━━━ TEXT SHOWN
Obviously, such directors ignored the customary rules and recognized no barriers to their art.
It's a simple story: a dressmaker becomes a Parisian music-hall star when she wins a bizarre contest, a kind of "Cinderella" reinterpretation in which the organizers are trying to find a girl with France's smallest feet (MEIN GOTT!!!... another incredible transgression and now with one of the most popular classic stories! We will not, however, take the time here to discuss aristocratic fetishism). This flimsy premise provides a perfect excuse to display a kind of collection of the greatest musical numbers being done during that year at the most important and emblematic Parisian theaters as the "Moulin Rouge", the "Folies Bergere" or the "Palace". These musical sequences are beautifully colored in a film restoration sponsored by "ARTE". We see, among "Art Decó" lavish settings, acrobats and many chorus-girls who wear magnificent and impossible motley and feather dresses. Standing out from all the others is the famous Josephine Baker who stars in two musical numbers.
Alas though, there are too many musical numbers which makes the film slow and overlong. The director does not seem totally in control and the performances are lifeless.
And now, if you'll allow me, I must temporarily take my leave because this German Count is remembering his early life and wants to dance a Charleston.
━━━━━━
━━━ LISTING
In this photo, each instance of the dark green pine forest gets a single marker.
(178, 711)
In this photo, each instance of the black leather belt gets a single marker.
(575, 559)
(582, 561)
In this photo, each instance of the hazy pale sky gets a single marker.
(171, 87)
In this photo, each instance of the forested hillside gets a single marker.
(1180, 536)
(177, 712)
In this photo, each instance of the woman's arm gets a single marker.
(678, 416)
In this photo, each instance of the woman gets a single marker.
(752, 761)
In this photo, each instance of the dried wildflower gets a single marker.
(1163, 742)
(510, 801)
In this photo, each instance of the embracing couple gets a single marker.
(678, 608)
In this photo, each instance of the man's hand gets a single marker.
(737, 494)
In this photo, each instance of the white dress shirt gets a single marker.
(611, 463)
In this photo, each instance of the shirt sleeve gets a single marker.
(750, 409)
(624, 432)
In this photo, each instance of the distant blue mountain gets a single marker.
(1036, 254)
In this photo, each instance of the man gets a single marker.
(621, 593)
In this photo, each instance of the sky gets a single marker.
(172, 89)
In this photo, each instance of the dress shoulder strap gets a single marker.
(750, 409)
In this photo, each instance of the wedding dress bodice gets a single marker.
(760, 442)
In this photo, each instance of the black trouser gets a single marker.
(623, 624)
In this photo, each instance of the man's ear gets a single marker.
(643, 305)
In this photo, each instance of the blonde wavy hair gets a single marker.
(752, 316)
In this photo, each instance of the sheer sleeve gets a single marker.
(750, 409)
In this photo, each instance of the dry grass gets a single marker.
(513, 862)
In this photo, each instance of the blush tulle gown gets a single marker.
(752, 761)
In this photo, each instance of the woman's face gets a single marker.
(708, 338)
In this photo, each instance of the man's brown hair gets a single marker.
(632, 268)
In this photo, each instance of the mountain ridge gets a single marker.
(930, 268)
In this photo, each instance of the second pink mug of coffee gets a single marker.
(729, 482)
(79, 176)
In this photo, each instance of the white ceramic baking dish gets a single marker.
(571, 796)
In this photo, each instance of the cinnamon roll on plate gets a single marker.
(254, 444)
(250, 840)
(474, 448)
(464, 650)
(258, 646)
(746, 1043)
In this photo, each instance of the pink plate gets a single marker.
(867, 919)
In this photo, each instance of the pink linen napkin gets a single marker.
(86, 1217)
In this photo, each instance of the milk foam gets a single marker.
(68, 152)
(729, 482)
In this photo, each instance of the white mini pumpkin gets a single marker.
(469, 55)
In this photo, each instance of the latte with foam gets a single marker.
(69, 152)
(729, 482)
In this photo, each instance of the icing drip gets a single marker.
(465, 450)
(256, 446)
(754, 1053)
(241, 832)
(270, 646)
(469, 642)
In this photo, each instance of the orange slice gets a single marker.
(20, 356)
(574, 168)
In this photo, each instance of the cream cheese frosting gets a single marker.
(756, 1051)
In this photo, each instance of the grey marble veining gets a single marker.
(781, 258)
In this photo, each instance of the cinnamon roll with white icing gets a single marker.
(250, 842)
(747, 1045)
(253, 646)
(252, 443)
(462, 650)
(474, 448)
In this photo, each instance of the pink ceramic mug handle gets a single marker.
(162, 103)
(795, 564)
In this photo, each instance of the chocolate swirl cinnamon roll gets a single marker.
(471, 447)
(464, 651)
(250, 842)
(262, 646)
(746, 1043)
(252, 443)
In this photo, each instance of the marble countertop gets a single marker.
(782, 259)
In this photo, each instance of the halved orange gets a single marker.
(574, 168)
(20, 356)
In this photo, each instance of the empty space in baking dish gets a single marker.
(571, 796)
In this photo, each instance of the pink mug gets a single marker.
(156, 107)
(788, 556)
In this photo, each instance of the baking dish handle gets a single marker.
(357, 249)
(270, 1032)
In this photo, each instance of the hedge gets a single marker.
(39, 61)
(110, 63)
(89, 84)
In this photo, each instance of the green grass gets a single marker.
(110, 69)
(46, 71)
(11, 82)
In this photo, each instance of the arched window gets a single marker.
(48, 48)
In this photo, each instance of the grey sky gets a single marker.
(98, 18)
━━━━━━
TASK DESCRIPTION
Please duplicate everything from "Alas though, there" down to "dance a Charleston." in the film review above, word for word.

RESULT BELOW
Alas though, there are too many musical numbers which makes the film slow and overlong. The director does not seem totally in control and the performances are lifeless.
And now, if you'll allow me, I must temporarily take my leave because this German Count is remembering his early life and wants to dance a Charleston.